Top of Data under study

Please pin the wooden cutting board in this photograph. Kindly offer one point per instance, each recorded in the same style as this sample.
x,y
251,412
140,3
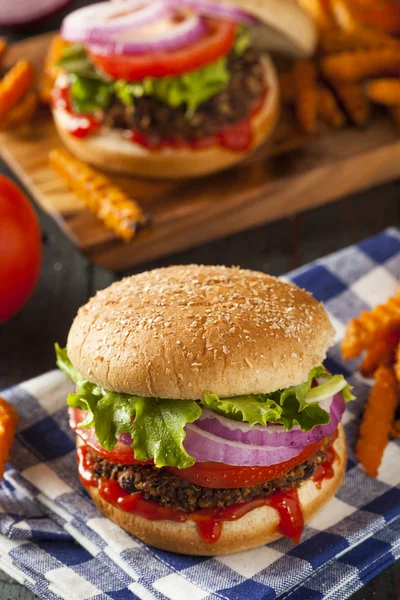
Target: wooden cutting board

Bottom of Data under study

| Assignment |
Report the number of lines above containing the string "cutting" as your sole answer.

| Answer space |
2